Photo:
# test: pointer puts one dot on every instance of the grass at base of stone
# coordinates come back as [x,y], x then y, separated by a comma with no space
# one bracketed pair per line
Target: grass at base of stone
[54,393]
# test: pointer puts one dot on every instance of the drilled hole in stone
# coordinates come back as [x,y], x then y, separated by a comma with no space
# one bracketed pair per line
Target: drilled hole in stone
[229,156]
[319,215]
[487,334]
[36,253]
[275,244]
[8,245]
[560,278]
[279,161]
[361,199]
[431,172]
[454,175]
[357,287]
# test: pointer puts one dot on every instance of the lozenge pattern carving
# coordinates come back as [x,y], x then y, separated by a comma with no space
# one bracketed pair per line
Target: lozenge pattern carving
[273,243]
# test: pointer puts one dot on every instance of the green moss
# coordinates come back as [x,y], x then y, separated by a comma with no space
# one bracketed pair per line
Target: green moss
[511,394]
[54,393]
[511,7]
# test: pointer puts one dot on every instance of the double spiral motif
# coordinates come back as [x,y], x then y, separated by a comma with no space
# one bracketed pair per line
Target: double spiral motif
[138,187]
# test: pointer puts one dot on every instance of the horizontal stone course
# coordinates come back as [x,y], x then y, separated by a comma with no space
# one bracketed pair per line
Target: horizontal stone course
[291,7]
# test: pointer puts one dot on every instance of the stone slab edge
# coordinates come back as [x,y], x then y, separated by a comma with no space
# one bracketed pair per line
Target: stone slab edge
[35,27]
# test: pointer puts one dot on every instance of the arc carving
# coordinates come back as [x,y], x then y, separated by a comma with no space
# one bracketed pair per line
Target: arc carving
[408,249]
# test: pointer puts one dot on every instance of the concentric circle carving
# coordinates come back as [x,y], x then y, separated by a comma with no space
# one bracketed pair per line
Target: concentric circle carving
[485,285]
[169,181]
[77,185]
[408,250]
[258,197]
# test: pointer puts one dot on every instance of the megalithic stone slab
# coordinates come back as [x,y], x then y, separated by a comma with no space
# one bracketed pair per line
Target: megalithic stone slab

────────

What to work on>
Rewrite every line of the part that opens with the line containing "the concentric circle carving" and closes at the end of the items, adding 66 to both numbers in each coordinate pair and leaving all other lines unchanged.

Response below>
# test: pointer puts one dot on every instance of the concentric circle carving
# coordinates come back as [x,y], x then y, separated by a comma with no space
# one bracketed pair per line
Target: concentric circle carving
[551,351]
[235,247]
[143,251]
[474,316]
[324,263]
# test: pointer puts one dot on every instance of the megalithic stone slab
# coordinates come back as [x,y], x then y, separated by a comma with no space
# one bracketed pair per line
Target: megalithic stone slab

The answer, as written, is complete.